==== Dataset records ====
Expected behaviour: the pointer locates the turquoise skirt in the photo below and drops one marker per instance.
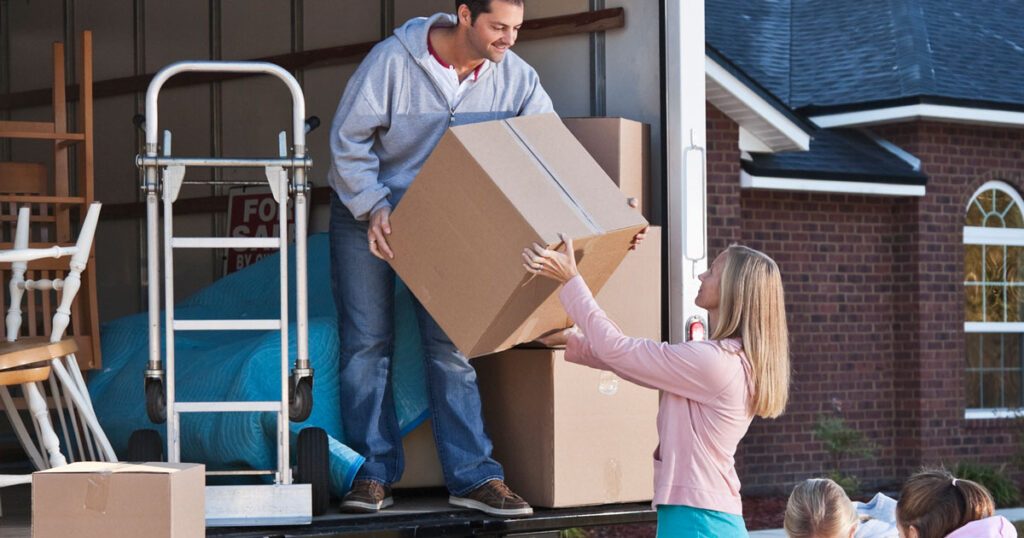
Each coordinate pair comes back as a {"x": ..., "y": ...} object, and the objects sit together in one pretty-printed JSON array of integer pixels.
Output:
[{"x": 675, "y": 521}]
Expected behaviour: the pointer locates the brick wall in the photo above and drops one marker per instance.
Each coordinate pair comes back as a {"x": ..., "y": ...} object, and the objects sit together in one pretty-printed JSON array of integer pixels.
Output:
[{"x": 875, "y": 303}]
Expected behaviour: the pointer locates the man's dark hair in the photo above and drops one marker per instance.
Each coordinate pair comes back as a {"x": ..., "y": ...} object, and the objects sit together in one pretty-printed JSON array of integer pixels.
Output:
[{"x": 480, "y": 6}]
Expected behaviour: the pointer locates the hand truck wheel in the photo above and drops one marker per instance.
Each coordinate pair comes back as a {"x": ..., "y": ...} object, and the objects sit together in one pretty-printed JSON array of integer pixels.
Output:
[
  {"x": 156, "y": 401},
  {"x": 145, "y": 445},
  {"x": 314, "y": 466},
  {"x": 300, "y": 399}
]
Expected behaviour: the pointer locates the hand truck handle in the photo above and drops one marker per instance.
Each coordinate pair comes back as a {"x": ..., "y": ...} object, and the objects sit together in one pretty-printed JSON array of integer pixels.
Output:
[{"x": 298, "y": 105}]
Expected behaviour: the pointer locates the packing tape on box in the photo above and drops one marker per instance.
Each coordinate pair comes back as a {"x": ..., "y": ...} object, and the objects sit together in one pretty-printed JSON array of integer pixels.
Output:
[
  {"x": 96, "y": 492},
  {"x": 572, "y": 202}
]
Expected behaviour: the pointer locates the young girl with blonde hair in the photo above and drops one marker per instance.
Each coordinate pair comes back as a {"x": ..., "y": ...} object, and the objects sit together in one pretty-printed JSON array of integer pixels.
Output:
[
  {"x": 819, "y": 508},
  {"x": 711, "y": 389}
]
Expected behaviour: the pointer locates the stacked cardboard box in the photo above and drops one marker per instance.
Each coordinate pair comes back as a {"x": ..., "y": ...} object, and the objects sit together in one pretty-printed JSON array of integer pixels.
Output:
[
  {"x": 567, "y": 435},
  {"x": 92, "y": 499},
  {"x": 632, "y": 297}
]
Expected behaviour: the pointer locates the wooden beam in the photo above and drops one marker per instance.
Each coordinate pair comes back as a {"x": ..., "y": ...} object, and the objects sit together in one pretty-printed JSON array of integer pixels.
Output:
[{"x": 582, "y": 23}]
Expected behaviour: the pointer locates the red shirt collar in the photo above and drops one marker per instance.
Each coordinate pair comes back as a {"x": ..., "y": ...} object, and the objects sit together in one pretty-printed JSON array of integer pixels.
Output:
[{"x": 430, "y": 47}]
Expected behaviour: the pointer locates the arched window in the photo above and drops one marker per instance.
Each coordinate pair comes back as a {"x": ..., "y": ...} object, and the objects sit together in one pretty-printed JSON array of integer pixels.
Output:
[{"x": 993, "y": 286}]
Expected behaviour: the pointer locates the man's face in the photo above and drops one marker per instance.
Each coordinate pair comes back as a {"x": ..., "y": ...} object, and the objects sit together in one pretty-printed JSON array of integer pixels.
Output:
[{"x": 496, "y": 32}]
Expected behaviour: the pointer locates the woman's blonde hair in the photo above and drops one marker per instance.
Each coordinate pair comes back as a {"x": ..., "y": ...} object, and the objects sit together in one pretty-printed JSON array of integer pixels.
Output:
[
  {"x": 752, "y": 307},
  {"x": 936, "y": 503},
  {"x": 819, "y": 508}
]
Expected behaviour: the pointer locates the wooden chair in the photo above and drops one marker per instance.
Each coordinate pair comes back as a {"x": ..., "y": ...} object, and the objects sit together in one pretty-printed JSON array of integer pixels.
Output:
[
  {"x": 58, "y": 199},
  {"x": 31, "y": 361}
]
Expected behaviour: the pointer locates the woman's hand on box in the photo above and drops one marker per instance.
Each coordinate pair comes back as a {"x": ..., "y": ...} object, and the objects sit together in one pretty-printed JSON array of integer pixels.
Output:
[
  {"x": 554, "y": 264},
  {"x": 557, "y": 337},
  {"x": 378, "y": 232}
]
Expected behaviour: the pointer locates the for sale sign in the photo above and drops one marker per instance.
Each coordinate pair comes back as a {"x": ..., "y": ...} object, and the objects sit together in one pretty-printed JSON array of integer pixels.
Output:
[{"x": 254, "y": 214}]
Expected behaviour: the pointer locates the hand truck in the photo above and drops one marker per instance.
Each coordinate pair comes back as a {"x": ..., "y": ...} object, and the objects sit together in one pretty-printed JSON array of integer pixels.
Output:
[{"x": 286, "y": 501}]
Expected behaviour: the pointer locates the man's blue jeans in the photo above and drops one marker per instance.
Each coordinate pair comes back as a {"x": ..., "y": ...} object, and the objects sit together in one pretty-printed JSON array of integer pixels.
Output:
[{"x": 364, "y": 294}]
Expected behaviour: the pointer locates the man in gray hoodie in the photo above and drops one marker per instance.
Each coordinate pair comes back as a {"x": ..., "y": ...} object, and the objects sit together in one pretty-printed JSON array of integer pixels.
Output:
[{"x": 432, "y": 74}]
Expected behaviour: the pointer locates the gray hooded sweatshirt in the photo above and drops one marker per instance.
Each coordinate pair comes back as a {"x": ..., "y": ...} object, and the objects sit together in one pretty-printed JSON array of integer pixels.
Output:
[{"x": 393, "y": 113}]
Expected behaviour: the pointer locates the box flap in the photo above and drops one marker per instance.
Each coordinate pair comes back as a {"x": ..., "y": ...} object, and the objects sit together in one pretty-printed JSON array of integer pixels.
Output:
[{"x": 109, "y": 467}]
====
==== Dataset records ====
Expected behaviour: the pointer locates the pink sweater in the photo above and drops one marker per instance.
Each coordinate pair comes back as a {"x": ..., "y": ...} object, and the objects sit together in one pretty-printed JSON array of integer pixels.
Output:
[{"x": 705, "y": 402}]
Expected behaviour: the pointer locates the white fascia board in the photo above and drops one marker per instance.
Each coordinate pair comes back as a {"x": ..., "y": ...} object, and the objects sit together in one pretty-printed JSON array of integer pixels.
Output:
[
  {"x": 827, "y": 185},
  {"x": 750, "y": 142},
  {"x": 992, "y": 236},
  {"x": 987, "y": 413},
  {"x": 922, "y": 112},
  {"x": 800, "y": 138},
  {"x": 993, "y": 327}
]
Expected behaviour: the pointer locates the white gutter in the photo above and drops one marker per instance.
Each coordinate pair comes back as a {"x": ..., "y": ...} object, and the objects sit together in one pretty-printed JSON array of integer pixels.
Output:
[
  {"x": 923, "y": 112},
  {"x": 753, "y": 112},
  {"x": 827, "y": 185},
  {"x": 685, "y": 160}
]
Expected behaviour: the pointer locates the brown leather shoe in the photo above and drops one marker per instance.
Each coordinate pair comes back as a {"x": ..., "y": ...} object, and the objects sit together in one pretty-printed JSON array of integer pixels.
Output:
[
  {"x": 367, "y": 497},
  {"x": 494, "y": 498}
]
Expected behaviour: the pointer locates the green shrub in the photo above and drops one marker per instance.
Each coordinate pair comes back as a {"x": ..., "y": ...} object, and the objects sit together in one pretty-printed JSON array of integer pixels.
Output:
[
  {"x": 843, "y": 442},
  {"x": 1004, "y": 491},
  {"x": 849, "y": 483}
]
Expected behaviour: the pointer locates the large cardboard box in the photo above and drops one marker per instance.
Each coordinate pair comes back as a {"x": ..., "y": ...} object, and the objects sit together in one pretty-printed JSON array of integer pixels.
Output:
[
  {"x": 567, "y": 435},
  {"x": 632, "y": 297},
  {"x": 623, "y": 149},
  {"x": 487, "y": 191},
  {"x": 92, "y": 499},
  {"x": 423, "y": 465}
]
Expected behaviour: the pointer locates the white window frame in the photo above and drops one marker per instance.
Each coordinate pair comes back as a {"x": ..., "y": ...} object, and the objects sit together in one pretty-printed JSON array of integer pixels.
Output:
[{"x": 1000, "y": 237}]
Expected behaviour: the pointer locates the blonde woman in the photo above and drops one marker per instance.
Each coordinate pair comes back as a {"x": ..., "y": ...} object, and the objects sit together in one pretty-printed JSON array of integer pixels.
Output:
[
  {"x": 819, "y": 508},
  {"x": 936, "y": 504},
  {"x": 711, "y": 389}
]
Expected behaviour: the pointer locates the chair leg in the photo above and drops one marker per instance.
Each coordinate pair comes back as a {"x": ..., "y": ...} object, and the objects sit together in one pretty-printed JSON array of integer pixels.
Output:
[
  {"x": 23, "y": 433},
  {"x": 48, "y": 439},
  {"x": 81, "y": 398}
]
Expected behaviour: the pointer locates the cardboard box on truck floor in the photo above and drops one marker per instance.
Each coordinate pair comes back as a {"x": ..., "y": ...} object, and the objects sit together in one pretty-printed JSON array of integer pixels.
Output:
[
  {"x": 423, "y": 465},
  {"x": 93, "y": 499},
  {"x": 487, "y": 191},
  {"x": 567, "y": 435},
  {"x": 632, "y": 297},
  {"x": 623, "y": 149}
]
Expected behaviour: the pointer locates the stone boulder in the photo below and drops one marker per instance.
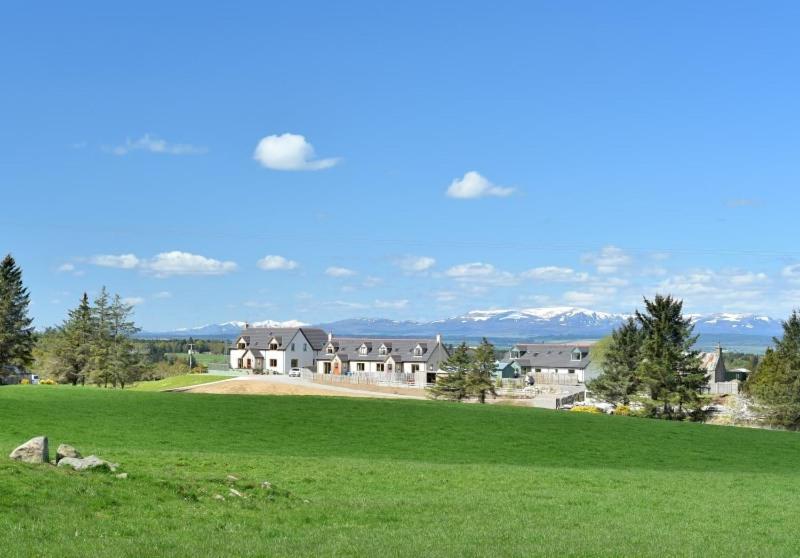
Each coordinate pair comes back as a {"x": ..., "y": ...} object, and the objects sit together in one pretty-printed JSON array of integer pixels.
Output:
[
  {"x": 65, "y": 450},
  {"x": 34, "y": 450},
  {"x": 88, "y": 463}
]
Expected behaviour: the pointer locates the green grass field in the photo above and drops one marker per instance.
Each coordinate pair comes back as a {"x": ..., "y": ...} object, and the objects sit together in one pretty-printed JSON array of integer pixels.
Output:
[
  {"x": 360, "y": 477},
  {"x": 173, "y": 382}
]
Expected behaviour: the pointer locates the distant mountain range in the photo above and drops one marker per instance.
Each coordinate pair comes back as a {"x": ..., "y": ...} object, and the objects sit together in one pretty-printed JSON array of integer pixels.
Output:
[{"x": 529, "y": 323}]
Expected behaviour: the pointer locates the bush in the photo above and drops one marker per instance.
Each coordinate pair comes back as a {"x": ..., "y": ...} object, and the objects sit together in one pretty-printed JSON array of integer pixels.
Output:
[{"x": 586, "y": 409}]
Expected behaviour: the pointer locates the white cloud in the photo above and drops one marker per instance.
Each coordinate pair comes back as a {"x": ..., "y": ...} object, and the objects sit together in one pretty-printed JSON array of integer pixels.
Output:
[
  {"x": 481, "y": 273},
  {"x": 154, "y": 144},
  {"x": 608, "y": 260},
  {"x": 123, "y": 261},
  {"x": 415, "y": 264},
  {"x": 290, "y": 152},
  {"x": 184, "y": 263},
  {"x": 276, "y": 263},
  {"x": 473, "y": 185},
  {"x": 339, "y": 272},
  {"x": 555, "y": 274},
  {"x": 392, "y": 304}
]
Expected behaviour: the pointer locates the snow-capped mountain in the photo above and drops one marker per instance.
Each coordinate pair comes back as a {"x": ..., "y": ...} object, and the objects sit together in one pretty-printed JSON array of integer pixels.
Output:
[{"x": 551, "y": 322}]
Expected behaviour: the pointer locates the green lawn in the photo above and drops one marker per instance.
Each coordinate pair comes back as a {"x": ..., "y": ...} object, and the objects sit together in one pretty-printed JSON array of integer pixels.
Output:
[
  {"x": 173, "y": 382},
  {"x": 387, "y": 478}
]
====
==== Dataset records ====
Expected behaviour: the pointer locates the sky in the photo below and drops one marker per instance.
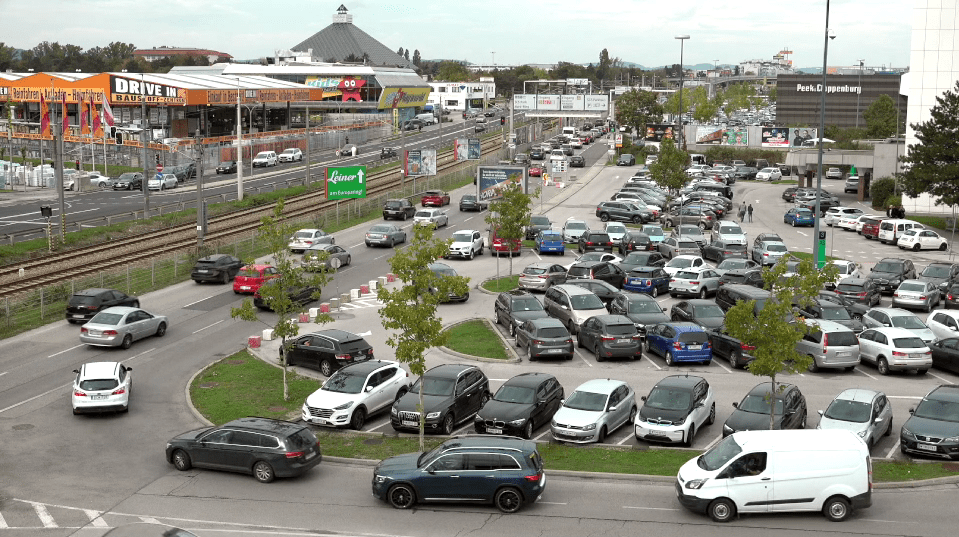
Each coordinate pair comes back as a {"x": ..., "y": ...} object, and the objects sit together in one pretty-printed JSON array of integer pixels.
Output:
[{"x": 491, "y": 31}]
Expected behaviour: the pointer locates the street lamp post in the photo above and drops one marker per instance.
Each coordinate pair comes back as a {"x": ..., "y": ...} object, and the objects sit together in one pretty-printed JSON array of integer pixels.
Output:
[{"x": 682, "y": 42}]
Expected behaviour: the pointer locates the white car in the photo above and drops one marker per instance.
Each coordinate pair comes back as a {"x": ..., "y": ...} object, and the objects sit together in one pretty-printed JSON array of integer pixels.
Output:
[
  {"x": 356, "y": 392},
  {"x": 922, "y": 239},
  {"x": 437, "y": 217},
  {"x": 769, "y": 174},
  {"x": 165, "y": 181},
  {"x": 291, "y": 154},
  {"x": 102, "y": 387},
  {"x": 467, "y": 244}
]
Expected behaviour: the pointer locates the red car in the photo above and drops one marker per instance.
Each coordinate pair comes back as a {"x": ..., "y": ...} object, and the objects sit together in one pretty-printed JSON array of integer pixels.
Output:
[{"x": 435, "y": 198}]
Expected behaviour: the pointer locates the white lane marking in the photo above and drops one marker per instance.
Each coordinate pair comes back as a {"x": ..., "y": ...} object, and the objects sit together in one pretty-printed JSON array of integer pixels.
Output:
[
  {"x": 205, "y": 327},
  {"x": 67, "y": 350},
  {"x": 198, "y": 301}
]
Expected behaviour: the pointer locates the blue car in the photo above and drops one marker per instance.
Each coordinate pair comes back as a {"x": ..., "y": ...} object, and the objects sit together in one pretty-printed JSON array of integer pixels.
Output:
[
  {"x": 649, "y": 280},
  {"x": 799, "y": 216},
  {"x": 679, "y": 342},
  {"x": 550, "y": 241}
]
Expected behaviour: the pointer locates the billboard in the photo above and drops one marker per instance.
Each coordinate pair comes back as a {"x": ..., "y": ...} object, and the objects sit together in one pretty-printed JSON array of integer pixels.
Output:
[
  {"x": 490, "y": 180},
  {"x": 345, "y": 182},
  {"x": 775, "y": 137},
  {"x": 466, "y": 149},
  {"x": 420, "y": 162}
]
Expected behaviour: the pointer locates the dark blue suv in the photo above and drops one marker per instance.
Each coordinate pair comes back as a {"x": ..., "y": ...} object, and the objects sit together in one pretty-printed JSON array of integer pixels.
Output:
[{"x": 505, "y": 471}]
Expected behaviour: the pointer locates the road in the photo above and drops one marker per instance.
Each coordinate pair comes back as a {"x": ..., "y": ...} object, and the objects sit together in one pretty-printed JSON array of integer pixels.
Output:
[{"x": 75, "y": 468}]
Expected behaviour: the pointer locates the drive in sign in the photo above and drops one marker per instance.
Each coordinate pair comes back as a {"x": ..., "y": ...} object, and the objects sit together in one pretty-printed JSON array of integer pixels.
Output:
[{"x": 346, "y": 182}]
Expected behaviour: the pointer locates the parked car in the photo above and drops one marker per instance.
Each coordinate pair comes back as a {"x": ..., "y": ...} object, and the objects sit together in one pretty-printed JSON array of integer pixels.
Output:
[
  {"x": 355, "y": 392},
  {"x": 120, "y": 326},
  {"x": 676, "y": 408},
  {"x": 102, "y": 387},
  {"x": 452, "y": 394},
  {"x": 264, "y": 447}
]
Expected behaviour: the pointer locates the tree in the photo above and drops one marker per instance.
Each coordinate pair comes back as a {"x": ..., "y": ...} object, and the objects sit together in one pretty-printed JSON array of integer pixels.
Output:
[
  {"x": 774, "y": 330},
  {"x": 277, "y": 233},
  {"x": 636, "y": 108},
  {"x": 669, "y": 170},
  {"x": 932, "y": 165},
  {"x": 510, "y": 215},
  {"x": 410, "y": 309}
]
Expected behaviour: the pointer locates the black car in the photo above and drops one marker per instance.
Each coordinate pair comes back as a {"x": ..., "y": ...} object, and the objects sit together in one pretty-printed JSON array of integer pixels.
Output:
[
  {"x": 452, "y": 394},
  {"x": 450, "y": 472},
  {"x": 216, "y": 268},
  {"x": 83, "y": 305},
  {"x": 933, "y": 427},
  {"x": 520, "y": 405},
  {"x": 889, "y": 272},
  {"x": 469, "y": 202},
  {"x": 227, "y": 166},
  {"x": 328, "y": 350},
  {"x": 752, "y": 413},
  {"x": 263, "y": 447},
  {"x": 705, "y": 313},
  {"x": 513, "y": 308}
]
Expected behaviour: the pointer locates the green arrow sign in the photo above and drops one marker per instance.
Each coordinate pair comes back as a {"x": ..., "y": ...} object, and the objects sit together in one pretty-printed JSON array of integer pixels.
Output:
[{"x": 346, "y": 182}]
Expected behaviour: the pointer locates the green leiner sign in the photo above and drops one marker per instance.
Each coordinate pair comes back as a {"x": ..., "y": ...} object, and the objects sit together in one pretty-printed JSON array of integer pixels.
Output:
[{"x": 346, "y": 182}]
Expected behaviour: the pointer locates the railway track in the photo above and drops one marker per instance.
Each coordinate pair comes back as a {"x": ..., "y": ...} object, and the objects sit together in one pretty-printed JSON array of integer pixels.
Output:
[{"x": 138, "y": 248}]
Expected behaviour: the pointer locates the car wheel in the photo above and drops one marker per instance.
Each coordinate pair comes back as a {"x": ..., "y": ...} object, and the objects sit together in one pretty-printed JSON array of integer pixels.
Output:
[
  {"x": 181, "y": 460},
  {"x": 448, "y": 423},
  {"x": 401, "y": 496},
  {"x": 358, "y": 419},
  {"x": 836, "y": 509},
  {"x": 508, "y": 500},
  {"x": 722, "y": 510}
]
====
- Exercise goal -
Within the listing above, the stretch from the line with "Expected behaviour: the pointer locates the turquoise" down to the line with "Expected behaviour: the pointer locates the brick" is to be given again exactly, end lines included and pictures excluded.

- Solved exercise -
Expected behaviour: the pointer locates the turquoise skirt in the photo below and drops one marker per instance.
Each coordinate pair comes back as a {"x": ..., "y": ...} object, and the objects sit together in one pretty-printed JSON array of integer pixels.
Output:
[{"x": 675, "y": 521}]
Expected behaviour: the pointer locates the brick wall in the photo above and drops one marker per instance.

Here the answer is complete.